→ Document segment
= Beginning of Section =
When Dickens wrote his novel, he never identified the exact institution he had in mind. Historians knew that he had lived in this part of London in his early childhood, in somewhere called Norfolk Street, and that he had returned there in his late teens. By the twentieth century, no street with that name existed, so no one imagined that Norfolk Street was anywhere near Cleveland Street, or that Dickens might have been familiar with its workhouse. It was only in 2010, when the Middlesex Hospital had already been destroyed and the out-patient building was sentenced to the same fate, that local people started to look for a connection that might justify an appeal. They approached the historian Dr Ruth Richardson and asked if she could find something – anything – that might serve as evidence. With four weeks to go before the local council was due to make its final decision about demolition, Richardson pored over old maps of London. She then made a discovery so exciting that it made her ‘yelp out loud with delight’. Norfolk Street wasn’t simply nearby: it was the old name for the southern part of Cleveland Street, abutting the Middlesex Hospital. The young Charles Dickens and his family had lived nine doors away from the workhouse gates! Once Richardson had established that this was almost certainly the model for the workhouse in Oliver Twist, it was put on the list of protected buildings, although the fate of other parts of the site – including the Master’s House, two receiving wards, some old Nightingale wards at the back, and the workhouse burial grounds – is still uncertain. They are now under threat of being lost beneath a tower block.

Following her discovery, Richardson published a book on Dickens, the workhouse, and the London poor. It brings the novelist and his times vividly to life. Dickens spent the formative years of his childhood walking past the portal of the Cleveland Street workhouse, with its stone relief exhorting passers-by to ‘Avoid Idleness and Intemperance’. Later on, as a factory-boy in Covent Garden, he worked alongside young lads who would have been night-time inmates of the institution, farmed out as unpaid labour during the day. He may have heard from them how appalling life was there, with its notorious diet of thin gruel, reduced further during periods of punishment. When the Dickens family descended into penury, as they sometimes did, young Charles may well have been afraid that they would all end up there, with his parents separated from the children, and the siblings from each other, according to the regulations. Dickens may also have heard of other atrocities associated with the place. Just a few years before his family had moved to the area, a woman in labour was refused admission to the workhouse. She gave birth to her baby in the street outside. When the child died, the local people broke down the doors and carried the grieving mother into one of the workhouse wards.
= End of Section =
→ Available data
= Beginning of Section =
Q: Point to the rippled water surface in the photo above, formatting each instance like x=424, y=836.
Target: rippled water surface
= End of Section =
→ Problem requirements
Continue the passage about Dickens and the Cleveland Street workhouse, picking up right after its last sentence.

→ Task answer
In later life, Dickens became a passionate supporter of workhouse improvement. In 1866 he sent a donation to the great reforming doctor Joseph Rogers, physician to the Cleveland Street workhouse. Along with the donation, Dickens sent a note, saying that it was little wonder that ‘the poor should creep into corners to die rather than fester and rot in such infamous places’. Rogers had already put his career on the line by protesting directly to Whitehall about the policy of putting women on a starvation diet for nine days after childbirth, to discourage others coming there for confinement. As a whistle-blower, having exposed serious neglect at the workhouse, he was later forced to resign. His campaigning efforts, along with the backing of eminent people such as Dickens, Florence Nightingale and the editor of The Lancet, Thomas Wakley, eventually led to the alleviation of conditions in the workhouses, and finally their abolition.

I cherish no nostalgia for the Cleveland Street workhouse building, or for what I saw there when it was part of the Middlesex, but I am glad it has been saved for posterity. It is a necessary reminder of the many different forms of cruelty that took place there and in similar institutions. Even more important, it stands as a testimony to those who stood up against that cruelty.